_MATERIAL PROVIDED_:
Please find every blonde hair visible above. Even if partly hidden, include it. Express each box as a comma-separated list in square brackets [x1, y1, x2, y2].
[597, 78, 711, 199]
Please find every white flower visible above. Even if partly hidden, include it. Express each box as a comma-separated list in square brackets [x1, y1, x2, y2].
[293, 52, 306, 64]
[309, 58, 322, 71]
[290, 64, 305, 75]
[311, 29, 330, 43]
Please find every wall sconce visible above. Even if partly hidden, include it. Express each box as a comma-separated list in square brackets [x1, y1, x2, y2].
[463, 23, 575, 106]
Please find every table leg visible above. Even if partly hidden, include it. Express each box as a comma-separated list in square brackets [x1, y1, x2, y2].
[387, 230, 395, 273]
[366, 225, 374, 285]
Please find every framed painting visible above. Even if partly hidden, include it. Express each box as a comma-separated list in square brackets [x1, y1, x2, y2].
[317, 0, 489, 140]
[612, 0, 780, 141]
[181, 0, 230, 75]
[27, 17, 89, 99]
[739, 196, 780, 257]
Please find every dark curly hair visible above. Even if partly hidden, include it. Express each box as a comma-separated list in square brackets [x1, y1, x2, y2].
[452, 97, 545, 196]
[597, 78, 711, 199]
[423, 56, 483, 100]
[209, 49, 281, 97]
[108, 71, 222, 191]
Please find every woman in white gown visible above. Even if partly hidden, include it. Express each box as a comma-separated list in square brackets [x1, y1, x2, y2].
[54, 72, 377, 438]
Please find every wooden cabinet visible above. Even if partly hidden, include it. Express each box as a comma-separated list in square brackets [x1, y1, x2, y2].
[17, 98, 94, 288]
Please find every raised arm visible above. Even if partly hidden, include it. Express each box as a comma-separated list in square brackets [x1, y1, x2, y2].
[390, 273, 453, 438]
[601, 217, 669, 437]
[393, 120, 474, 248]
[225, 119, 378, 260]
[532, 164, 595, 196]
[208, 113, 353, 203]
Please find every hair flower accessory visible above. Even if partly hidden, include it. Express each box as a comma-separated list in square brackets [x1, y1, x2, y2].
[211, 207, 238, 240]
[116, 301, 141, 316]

_WHAT YOU WILL DO_: Copy the entire listing above verbatim, keeping every line in its original order.

_RESPONSE TO THE TASK_:
Please find every blonde hair visible above. Even if partly hidden, include it. Express each box as a comma-separated list in square brackets [x1, y1, x2, y2].
[597, 78, 711, 199]
Please find every white flower visible above. Even if partly hidden, include it. Express each box as a comma-separated list in square brackets [x1, y1, x2, y2].
[293, 52, 306, 64]
[309, 58, 322, 71]
[290, 64, 305, 75]
[311, 29, 330, 43]
Please find every wall sconce visible above. Even if partly hidden, include it. Express each box as a comma-separated list in square brackets [x1, y1, x2, y2].
[463, 23, 575, 106]
Please find every table leg visible above. Even if partly hidden, include it. Express each box as a comma-separated list in square brackets [x1, y1, x2, y2].
[387, 230, 395, 273]
[366, 225, 374, 285]
Please find every framed painting visible above. Even if partly hidden, include it. Express each box as a comma-separated list in square brackets [x1, y1, x2, y2].
[317, 0, 489, 140]
[612, 0, 780, 141]
[181, 0, 230, 75]
[27, 17, 89, 99]
[739, 196, 780, 257]
Please find every dark curly hair visible above. Even if partly hidden, include it. Express each box as a comma-separated list in square brackets [x1, y1, x2, y2].
[452, 97, 545, 196]
[597, 78, 711, 199]
[423, 56, 483, 100]
[209, 49, 281, 97]
[108, 71, 222, 191]
Please find every woman in white gown visible above. Even if partly hidden, include it. Express each box as a comma-separated list in square brackets [x1, y1, x2, y2].
[54, 72, 377, 438]
Please find every wooden cabinet visible above. Even if partly hidden, include it. Express each box as a comma-separated list in square brackets [x1, y1, x2, y2].
[17, 98, 94, 288]
Please find every raised arm visible above. Even if partly hidden, include it. Express each box as a comma-separated list in square brackets [x1, y1, x2, y2].
[390, 273, 453, 438]
[601, 217, 669, 437]
[393, 120, 474, 248]
[225, 119, 378, 260]
[532, 164, 595, 196]
[208, 113, 353, 203]
Please find every hair flower accessory visible above. Even if partly hidden, include it. Express each box as a comma-separated list in square brackets [x1, y1, x2, y2].
[211, 207, 238, 240]
[116, 301, 141, 316]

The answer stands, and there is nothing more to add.